■ What you should do
Rewrite the records from the line containing "In the photo above, where can the green leaf" down to the line containing "Target: green leaf", changing "green leaf" to "broad leaf" and keeping everything else the same.

--- --- ---

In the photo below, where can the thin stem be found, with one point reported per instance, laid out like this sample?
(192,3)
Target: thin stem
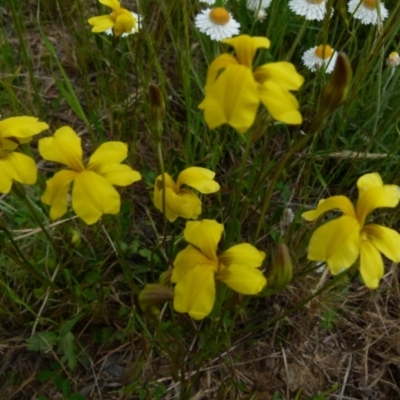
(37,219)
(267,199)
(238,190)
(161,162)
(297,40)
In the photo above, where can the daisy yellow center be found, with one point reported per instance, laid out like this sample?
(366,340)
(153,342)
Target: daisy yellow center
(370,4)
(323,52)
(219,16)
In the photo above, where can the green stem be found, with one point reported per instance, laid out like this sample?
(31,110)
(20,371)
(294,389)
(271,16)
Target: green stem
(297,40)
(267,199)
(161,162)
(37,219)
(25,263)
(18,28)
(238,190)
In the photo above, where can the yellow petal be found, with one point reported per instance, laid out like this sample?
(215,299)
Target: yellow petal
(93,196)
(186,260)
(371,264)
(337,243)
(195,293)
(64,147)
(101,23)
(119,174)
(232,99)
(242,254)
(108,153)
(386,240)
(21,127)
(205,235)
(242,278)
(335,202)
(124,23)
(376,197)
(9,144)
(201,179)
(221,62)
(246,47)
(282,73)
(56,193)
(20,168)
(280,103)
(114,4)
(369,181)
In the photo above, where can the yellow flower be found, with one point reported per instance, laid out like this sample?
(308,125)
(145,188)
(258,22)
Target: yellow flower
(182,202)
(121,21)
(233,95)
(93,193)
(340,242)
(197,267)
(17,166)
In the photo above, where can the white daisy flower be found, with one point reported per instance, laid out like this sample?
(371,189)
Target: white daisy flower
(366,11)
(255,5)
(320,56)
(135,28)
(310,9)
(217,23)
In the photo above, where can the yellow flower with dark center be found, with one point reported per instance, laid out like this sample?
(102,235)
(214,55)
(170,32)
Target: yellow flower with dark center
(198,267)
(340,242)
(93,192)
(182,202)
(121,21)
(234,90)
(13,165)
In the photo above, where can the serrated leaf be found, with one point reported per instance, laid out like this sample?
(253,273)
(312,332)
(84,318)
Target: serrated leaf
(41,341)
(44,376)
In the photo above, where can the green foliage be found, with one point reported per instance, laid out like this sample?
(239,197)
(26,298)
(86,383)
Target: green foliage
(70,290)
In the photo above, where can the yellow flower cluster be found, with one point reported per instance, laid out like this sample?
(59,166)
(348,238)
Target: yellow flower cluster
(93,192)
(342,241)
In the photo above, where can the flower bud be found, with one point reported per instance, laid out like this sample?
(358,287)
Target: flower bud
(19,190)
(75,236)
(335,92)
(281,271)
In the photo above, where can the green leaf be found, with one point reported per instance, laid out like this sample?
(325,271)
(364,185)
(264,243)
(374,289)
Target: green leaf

--- --- ---

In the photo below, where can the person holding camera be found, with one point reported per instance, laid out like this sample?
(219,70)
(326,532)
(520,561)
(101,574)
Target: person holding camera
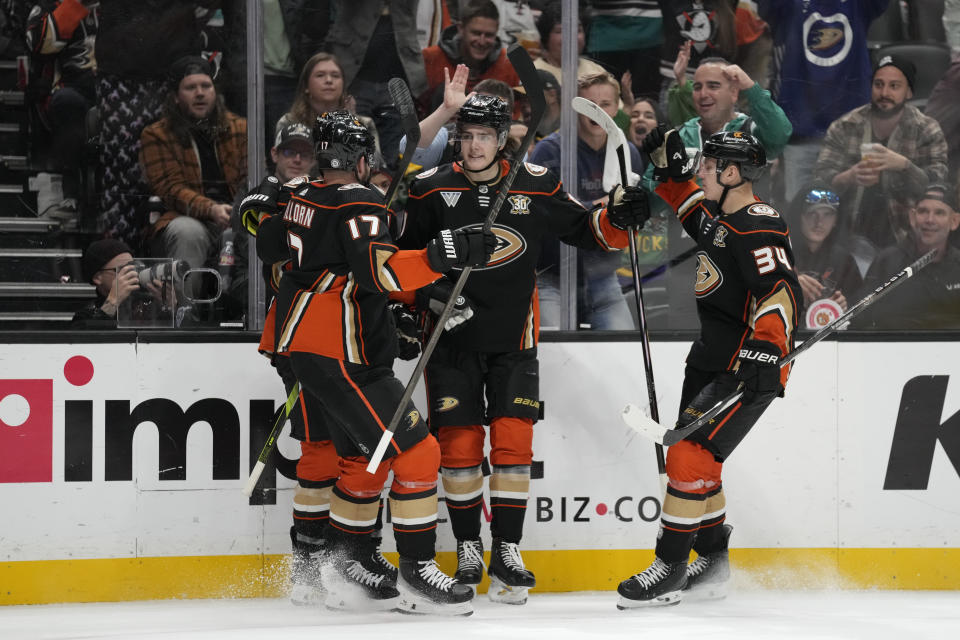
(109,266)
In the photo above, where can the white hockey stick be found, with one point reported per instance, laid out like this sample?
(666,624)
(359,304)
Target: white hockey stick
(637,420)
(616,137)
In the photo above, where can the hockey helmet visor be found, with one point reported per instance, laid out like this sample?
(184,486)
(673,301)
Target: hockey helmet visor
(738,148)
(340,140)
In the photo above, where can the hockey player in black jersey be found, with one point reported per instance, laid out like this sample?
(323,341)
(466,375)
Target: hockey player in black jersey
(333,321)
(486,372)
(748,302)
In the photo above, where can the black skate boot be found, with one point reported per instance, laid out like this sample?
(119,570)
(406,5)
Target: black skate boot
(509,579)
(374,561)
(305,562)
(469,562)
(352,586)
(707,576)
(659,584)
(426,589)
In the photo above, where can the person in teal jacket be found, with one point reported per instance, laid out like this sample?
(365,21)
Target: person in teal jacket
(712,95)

--- --- ---

■ Answer in full
In the photo above, where can the broad leaf be found, with one point reported per instance, laid out like this sample?
(325,271)
(364,185)
(264,243)
(374,289)
Target: broad leaf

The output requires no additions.